(Reading text):
※ ※ ※

MARK GORELNIK: We are going up the coast to a place called Duxbury Reef, which is off of Bolinas, California.

 

JARED BLUMENFELD: So, John, why are we going to Duxbury Reef?

JOHN MCMANUS: We're going to intercept one of the greatest migrations on the west coast of North America that happens every year. When the southern-most population of king salmon return to the central valley where they were born to spawn, reproduce, they will die. Their carcasses will fertilize the central valley, their offspring will come out next spring, and then we'll see them come back three years later, and it's a cycle of nature that's really a wondrous thing if you live in northern California. 

JARED BLUMENFELD: John, when did you start salmon fishing in these waters? 

JOHN MCMANUS: I didn't actually start fishing salmon out here until the mid-nineties when I bought a boat. Prior to that, I'd been a commercial fisherman in Alaska and we'd use quarter mile long purse signs to catch them in mass. Coming out here with a hook and line was a whole other experience. But salmon's a great food and it's not only a great food, it actually creates community. You bring a big salmon home, it’s way more than a single family can eat. You start sharing with neighbors and friends, and pretty soon you're a local hero. If you get a really big fish and you share with greater than just your city block, it's possible you can achieve legend status, and that's a level up from hero status.

※ ※ ※

(Material supplied):
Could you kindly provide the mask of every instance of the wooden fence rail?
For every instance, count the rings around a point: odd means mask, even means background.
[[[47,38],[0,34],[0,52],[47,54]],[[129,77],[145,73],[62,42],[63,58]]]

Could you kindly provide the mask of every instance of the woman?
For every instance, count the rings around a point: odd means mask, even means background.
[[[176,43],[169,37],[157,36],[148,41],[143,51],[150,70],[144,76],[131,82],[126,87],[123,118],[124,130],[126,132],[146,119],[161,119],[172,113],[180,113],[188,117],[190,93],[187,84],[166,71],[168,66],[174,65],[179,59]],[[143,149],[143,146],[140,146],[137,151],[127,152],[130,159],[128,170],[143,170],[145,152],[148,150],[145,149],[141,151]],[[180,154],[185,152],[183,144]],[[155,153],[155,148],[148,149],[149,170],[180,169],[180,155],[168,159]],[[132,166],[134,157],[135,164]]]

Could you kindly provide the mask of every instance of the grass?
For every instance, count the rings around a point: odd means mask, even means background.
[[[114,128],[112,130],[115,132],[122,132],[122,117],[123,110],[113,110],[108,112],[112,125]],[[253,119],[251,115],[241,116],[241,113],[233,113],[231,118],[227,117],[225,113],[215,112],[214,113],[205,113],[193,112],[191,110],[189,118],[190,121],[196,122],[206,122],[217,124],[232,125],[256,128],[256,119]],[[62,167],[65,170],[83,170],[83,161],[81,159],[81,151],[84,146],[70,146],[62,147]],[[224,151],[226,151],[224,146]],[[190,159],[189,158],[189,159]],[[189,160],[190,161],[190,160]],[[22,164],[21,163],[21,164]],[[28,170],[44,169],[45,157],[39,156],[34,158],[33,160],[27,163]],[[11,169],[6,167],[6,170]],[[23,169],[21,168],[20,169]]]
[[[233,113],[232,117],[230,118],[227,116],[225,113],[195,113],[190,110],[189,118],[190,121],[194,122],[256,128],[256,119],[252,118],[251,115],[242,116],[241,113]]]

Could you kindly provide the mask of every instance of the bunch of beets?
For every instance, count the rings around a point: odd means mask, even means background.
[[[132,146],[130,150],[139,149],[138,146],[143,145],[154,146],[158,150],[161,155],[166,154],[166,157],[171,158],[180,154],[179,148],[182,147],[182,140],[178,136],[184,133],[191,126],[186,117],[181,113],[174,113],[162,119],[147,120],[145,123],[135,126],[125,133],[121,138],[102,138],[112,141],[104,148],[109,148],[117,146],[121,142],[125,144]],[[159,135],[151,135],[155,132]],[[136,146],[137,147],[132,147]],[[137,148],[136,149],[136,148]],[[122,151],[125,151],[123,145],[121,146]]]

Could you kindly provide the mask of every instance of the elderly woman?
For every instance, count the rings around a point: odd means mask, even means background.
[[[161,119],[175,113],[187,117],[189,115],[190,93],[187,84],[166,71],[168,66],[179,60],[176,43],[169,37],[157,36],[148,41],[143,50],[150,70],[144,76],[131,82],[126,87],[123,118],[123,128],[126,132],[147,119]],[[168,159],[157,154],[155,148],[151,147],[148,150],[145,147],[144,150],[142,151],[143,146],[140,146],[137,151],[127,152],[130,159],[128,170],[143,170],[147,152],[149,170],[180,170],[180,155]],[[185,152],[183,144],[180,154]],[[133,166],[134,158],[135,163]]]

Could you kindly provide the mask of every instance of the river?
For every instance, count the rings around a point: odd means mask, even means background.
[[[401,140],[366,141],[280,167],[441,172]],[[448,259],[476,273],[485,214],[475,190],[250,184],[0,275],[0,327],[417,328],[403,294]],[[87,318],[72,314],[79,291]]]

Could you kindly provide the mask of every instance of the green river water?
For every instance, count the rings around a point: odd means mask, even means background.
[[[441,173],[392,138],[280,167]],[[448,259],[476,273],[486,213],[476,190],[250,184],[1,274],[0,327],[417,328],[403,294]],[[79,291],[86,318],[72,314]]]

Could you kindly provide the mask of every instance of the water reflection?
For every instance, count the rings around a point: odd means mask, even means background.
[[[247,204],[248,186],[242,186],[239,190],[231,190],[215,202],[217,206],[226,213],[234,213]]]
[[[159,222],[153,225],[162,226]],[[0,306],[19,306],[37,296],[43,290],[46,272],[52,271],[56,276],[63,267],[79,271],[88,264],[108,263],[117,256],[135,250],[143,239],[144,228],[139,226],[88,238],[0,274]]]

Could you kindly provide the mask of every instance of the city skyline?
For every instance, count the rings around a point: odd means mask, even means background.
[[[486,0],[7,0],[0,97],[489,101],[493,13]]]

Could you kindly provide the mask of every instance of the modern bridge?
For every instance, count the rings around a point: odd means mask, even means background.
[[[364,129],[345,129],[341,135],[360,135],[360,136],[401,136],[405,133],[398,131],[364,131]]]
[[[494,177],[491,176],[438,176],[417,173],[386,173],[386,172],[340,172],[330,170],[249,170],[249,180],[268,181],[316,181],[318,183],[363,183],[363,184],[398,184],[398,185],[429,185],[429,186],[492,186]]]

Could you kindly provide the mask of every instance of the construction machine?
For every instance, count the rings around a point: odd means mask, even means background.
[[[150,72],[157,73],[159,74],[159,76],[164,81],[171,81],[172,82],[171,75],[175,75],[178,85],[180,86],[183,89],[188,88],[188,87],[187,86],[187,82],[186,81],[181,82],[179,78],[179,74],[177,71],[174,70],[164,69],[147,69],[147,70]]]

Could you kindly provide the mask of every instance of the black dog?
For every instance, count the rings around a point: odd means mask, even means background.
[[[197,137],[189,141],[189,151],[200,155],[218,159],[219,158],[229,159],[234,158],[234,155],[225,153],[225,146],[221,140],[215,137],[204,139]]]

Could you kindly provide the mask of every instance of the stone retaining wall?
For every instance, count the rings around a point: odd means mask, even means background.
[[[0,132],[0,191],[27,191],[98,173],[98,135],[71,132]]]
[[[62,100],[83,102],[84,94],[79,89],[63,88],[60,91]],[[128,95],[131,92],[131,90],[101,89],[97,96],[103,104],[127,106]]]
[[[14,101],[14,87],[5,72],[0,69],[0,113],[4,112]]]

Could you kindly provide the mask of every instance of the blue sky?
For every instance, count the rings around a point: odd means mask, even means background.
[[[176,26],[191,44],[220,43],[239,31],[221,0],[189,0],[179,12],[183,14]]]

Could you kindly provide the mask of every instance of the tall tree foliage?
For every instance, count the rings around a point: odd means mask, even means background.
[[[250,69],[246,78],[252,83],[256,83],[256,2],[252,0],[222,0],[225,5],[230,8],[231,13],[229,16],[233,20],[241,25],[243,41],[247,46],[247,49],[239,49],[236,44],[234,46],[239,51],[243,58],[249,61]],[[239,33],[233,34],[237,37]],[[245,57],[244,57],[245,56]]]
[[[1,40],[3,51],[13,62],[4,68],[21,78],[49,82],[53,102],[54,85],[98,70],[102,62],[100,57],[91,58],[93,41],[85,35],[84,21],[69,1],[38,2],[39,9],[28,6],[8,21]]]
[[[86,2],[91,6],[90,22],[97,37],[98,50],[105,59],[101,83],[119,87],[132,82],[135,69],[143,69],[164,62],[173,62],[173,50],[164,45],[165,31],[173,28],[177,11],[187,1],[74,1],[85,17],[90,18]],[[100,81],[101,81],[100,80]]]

※ ※ ※

(Task instructions):
Edit the salmon fishing transcript by giving everything from "JARED BLUMENFELD: So, John, why" down to "in these waters?" again with "king salmon" swapped for "chinook salmon". Use only the text and ignore the records.

(Solution for this exercise):
JARED BLUMENFELD: So, John, why are we going to Duxbury Reef?

JOHN MCMANUS: We're going to intercept one of the greatest migrations on the west coast of North America that happens every year. When the southern-most population of chinook salmon return to the central valley where they were born to spawn, reproduce, they will die. Their carcasses will fertilize the central valley, their offspring will come out next spring, and then we'll see them come back three years later, and it's a cycle of nature that's really a wondrous thing if you live in northern California. 

JARED BLUMENFELD: John, when did you start salmon fishing in these waters?